+++ Estratto della pagina

Welfare

cordoni ombelicali, meno male che ci sono le straniere

Il caso scuola del Santa Maria degli Angeli di Pordenone

di Sara De Carli

Nel mondo sono pochissime le unità non caucasiche bancate: difficilissimo fare un trapianto, quando serve. Ma in Friuli è partito un progetto d’avanguardia, per sensibilizzare le donne extracomunitarie. Che adesso superano il 33% delle donatrici
Da zero a 70 in meno di un anno: tante sono le mamme straniere che, all’ospedale Santa Maria degli Angeli di Pordenone, dal maggio 2009 ad oggi hanno scelto di donare il cordone ombelicale del proprio bambino. In un punto nascita che vede 1.200 parti l’anno e in cui ben il 40% delle mamme dona il cordone, le straniere sono arrivate ad essere, in questi primi mesi del 2010, più di un terzo delle donatrici.
Tutto è cominciato nel febbraio di due anni fa, quando all’ospedale di Pordenone arrivò una piccola paziente cinese di 7 anni, malata di aplasia midollare. Serviva un trapianto con le staminali cordonali. Il cordone, ovviamente, doveva essere di un bambino simile a lei. Cinese. Da Pordenone parte la richiesta, che gira in rete nelle banche di tutto il mondo: un cordone cinese non c’è. «È servito più di un anno per trovare una unità compatibile», spiega Lucia De Zen, oncologa pediatrica (nella foto), «perché le banche cinesi non aderiscono alla rete internazionale». La bimba fece il trapianto, oggi sta bene, ma quella vicenda ha lasciato il segno.
Far scoprire anche alle mamme non caucasiche quanto è importante donare le cellule staminali del cordone ombelicale è il fronte più urgente per chi lavora in questo campo: perché se di cordoni bancati nel mondo ce ne sono 450mila, pochissimi di questi sono di etnia non caucasica. Numeri che rendono difficilissimo il matching se il malato ha, invece, quelle caratteristiche genetiche. Così a Pordenone, dove il 16% della popolazione è immigrata e i nuovi nati vengono da 38 Paesi diversi – il 25% del totale sono proprio di origine non caucasica, con Cina, Bangladesh, Pakistan, Africa e Sud America in testa – si sono posti il problema.

++++++

Domande -
1. Di quale malattia soffriva la bambina cinese di 7 anni arrivata all'ospedale di Pordenone, secondo l'articolo sulla donazione dei cordoni ombelicali?
2. Elenca i Paesi e le aree geografiche che l'articolo sulla donazione dei cordoni ombelicali indica "in testa" tra le origini dei nuovi nati non caucasici di Pordenone.
3. Prosegui l'articolo sulla donazione dei cordoni ombelicali dopo l'ultima frase riportata.

+++ Materiale di partenza

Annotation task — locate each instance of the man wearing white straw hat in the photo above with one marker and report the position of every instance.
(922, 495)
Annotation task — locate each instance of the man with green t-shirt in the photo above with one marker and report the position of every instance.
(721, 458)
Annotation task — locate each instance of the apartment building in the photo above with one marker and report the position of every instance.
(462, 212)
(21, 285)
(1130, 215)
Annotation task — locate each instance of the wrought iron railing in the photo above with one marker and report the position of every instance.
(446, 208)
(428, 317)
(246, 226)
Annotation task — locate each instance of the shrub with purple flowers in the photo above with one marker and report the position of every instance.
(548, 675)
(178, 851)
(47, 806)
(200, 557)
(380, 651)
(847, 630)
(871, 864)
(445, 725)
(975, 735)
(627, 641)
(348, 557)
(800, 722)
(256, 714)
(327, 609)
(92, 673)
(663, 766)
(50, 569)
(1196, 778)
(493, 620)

++++++

Risposte scritte -
1. Aplasia midollare.

2. Cina, Bangladesh, Pakistan, Africa, Sud America

3.
A maggio 2009 è partito il progetto, con taglio sociale più che sanitario. «Abbiamo coinvolto i leader delle varie comunità locali», spiega la De Zen, «per verificare innanzitutto che non ci fossero ostacoli culturali o religiosi alla proposta. Poi abbiamo realizzato un dvd in sei lingue che spiega in modo semplice perché donare il cordone: i doppiatori sono persone autorevoli nelle diverse comunità, l’imam, una mia collega africana, la rappresentante della comunità bengalese. Una scelta che si è rivelata vincente». La prima mamma straniera donatrice è stata una marocchina, Laila. Le mamme hanno risposto benissimo, solo «facciamo un po’ più di fatica con le cinesi, forse anche perché lì è meno chiaro un referente per la loro comunità», riflette la De Zen. Remore particolari alla donazione non ne hanno, «anzi direi che è più difficile con le italiane, che si interrogano invece sull’alternativa della conservazione per uso autologo. In tanti anni invece non ho mai visto una donna straniera arrivare in sala parto con il kit per l’autologa».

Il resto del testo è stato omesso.